下の抜粋を読み、次の問いに答えよ。
1. せんくらは何会場・何ホールで、いくつの公演が行われたか。
2. 公演の入場料はいくらか。
3. 「音楽工房104」の管弦楽は何人によるものか。

**抜粋本文:**
-- -- --
仙台クラシックフェスティバル2008、略して「せんくら」。
平成18年に始まり今年が3回目。
3日間にわたって、市内の4会場9ホールで
101もの公演が繰り広げられた。

すべての公演が45分、
入場料を1,000円均一と低く抑えているのが特長。
公演の質は高く、テーマもはっきりしている。

今回は2日間だけの滞在。
シエナ・ウインド・オーケストラを中心に
時間を目一杯つかって、気になる9公演をはしごした。

まずはシエナがらみ。
●「シエナ☆フルーツと踊ろう」「シエナ☆フルーツと歌おう」
シエナのフルートアンサンブル+パーカッションという
3人のユニットによる2つの公演。
「0歳児からの体感コンサート」というサブタイトルがついているとおり、
基本的には乳幼児とおとうさん、おかあさん向けのプログラムとなっている。
ブラームスの子守歌や熊蜂の飛行などのクラシックから、
アンパンマンマーチ、トトロの「さんぽ」などのアニメソングまでを
楽しいスピーチを交えて聴かせてくれた。

●「シエナ・ブラス5」
シエナの金管5人によるアンサンブル。
クラシック初心者向けのプログラムとなっており、
ビゼー「カルメン前奏曲」、聖者の行進など、
胃腸薬の主題による4つの変奏曲は楽しかった。

●「シエナ・サクソフォン・カルテット」
これもシエナのサックス4人によるアンサンブル。
「フランス音楽のエスプリ」と題して
大人向けのしっとりとしたプログラムだった。
ドビュッシー「ベルガマスク組曲」が絶品。
シエナのメンバーの技術の高さを再認識した。

●「松沼俊彦指揮シエナ24」
今回のシエナがらみの公演では一番大きな編成。
24人とはいえ会場が狭いので、迫力は十分。
吹奏楽の名曲を迫力ある演奏で観客を圧倒した。
「ぶらぼぉ!」も飛び交い、会場は大いに盛り上がった。
松沼俊彦のトークも最高に楽しかった。

●「音楽工房104」
0歳からの赤ちゃんも入場可能というにぎやかなコンサート。
コンセプトはシエナ☆フルーツと同じだが
こちらは9人による管弦楽。
「キッチンビート」では大小のフライパンを音階を奏でて
子どもたちもびっくり。
モンティの「チャルダッシュ」ではヴァイオリンが、
アンダーソンの「サンドペーパーバレー」では
何とサンドペーパを持った演奏家が、
それぞれ会場内を練り歩き、大受けだった。

●「御喜美江ソロリサイタル」
今回の9公演でもっとも感銘を受けた公演。
御喜美江は著名なアコーディオン奏者。
ルグランの「シェルブールの雨傘」
-- -- --
**抽出された行:**
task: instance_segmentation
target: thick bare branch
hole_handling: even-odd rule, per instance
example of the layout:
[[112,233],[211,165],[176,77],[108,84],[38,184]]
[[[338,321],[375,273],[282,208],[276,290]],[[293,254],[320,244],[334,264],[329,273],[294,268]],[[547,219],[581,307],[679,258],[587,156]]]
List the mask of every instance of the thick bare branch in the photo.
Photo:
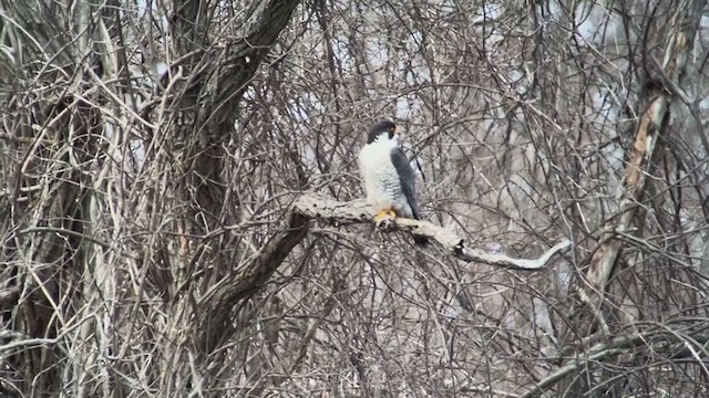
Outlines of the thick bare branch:
[[[685,73],[687,54],[690,51],[690,45],[695,42],[695,34],[697,33],[701,10],[705,4],[706,1],[686,0],[676,8],[677,11],[671,22],[672,31],[667,41],[665,60],[662,61],[662,74],[665,78],[669,78],[674,84],[679,84]],[[661,80],[661,77],[657,76],[658,80]],[[653,76],[649,76],[649,78],[653,78]],[[647,105],[638,121],[630,159],[625,169],[625,197],[620,203],[620,217],[616,219],[616,223],[608,232],[605,243],[596,250],[590,260],[590,265],[586,273],[588,289],[582,291],[582,297],[587,301],[594,294],[593,292],[600,294],[605,291],[613,266],[623,248],[623,241],[614,239],[613,234],[616,232],[625,233],[631,229],[636,210],[645,190],[649,160],[655,151],[659,135],[669,119],[671,101],[671,93],[666,91],[661,84],[659,90],[648,92],[645,98]]]
[[[362,200],[339,202],[318,195],[304,195],[296,202],[295,211],[310,218],[328,219],[338,223],[371,222],[374,213]],[[397,219],[397,227],[413,234],[439,242],[451,255],[465,262],[479,262],[513,270],[540,270],[548,265],[554,254],[571,245],[564,240],[536,260],[513,259],[504,254],[489,254],[469,247],[455,232],[423,220]]]

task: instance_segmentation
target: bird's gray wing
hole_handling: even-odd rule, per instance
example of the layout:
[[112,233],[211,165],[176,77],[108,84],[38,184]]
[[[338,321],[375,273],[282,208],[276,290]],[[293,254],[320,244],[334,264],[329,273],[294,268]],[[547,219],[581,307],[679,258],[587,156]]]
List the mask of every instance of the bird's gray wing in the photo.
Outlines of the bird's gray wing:
[[413,174],[411,163],[409,163],[409,158],[399,147],[393,148],[389,155],[391,157],[391,163],[392,165],[394,165],[397,174],[399,175],[401,190],[403,191],[403,195],[407,197],[407,201],[411,207],[413,218],[418,220],[419,206],[417,205],[417,178]]

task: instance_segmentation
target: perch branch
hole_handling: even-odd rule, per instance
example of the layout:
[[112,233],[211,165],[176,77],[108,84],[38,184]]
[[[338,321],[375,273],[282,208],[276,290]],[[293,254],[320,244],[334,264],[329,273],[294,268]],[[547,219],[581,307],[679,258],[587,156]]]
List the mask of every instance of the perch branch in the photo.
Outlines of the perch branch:
[[[340,224],[372,222],[374,216],[364,201],[339,202],[312,193],[301,196],[296,201],[295,211],[311,219],[325,219]],[[564,240],[536,260],[513,259],[504,254],[489,254],[471,248],[460,235],[428,221],[398,218],[395,223],[402,230],[439,242],[448,252],[465,262],[480,262],[513,270],[543,269],[548,265],[549,260],[556,253],[571,245],[568,240]]]

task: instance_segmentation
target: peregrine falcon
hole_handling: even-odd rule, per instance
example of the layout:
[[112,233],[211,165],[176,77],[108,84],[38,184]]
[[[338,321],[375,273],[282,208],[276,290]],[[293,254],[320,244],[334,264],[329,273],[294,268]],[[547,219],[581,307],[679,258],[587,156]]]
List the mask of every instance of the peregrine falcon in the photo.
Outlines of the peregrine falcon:
[[[397,125],[379,122],[369,130],[367,145],[359,153],[367,202],[374,209],[377,222],[393,217],[420,219],[413,168],[397,138]],[[417,235],[413,240],[419,245],[428,241]]]

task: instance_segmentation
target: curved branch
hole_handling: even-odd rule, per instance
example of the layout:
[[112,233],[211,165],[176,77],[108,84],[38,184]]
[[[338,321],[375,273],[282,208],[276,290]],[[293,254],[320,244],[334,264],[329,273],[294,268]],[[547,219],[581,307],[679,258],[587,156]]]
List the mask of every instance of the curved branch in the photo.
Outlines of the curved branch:
[[[311,219],[327,219],[337,223],[371,222],[374,216],[371,208],[362,200],[339,202],[337,200],[306,193],[295,205],[296,212]],[[481,262],[513,270],[540,270],[548,265],[549,260],[559,251],[567,249],[571,241],[564,240],[547,250],[536,260],[513,259],[504,254],[489,254],[469,247],[465,240],[443,227],[428,221],[398,218],[397,227],[417,235],[427,237],[439,242],[451,255],[465,262]]]

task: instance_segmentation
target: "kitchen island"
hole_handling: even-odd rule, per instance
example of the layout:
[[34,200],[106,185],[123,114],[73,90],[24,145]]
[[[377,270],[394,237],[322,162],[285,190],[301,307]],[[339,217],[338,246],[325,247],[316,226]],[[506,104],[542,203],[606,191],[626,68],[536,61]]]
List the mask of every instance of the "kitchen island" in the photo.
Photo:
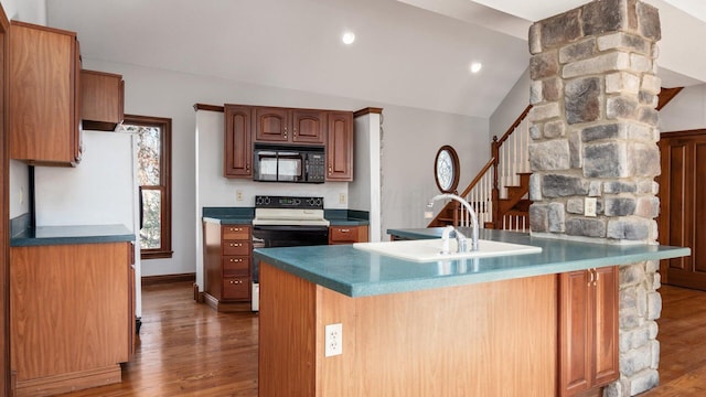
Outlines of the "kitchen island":
[[[388,233],[434,238],[441,229]],[[260,396],[557,395],[557,275],[689,254],[499,230],[480,238],[542,253],[415,262],[352,245],[256,249]],[[614,291],[602,301],[613,313],[616,279],[599,283]],[[342,354],[325,356],[324,326],[338,323]]]

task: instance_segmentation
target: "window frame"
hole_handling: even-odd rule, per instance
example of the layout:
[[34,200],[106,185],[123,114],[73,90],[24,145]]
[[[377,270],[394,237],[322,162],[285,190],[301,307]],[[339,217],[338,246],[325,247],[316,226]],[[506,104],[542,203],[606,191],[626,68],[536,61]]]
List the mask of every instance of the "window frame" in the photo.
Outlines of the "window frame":
[[[140,258],[171,258],[174,253],[172,250],[172,119],[164,117],[125,115],[122,124],[129,126],[160,128],[160,184],[158,189],[152,187],[156,185],[140,185],[140,194],[142,190],[146,190],[146,186],[149,186],[147,190],[159,190],[162,192],[162,207],[160,213],[161,245],[159,248],[140,247]],[[140,201],[141,200],[142,197],[140,197]],[[140,211],[143,211],[143,208],[140,208]],[[142,216],[142,214],[140,214],[140,216]],[[139,230],[137,233],[137,239],[140,239]]]

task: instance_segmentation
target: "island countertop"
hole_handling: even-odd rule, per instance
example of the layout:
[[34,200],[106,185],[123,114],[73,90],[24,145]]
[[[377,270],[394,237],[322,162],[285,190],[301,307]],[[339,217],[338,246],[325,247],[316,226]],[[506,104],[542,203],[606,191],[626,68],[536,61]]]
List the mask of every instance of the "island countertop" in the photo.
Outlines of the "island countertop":
[[[438,238],[441,227],[391,229],[407,238]],[[347,297],[408,292],[513,278],[560,273],[691,255],[689,248],[610,245],[539,238],[530,234],[480,229],[481,239],[542,247],[541,254],[416,262],[353,245],[258,248],[255,257],[304,280]]]

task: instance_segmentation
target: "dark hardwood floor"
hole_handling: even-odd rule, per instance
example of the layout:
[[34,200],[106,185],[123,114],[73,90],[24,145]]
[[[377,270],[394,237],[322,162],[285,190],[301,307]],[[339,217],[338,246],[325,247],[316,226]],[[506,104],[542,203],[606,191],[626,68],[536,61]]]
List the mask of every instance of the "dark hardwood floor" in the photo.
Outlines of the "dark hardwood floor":
[[[706,396],[706,292],[663,286],[661,385],[640,397]],[[190,282],[142,289],[142,330],[122,383],[66,396],[257,396],[257,315],[216,313]]]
-- -- --
**解答:**
1. 4会場9ホールで、101公演。
2. 1,000円均一。
3. 9人。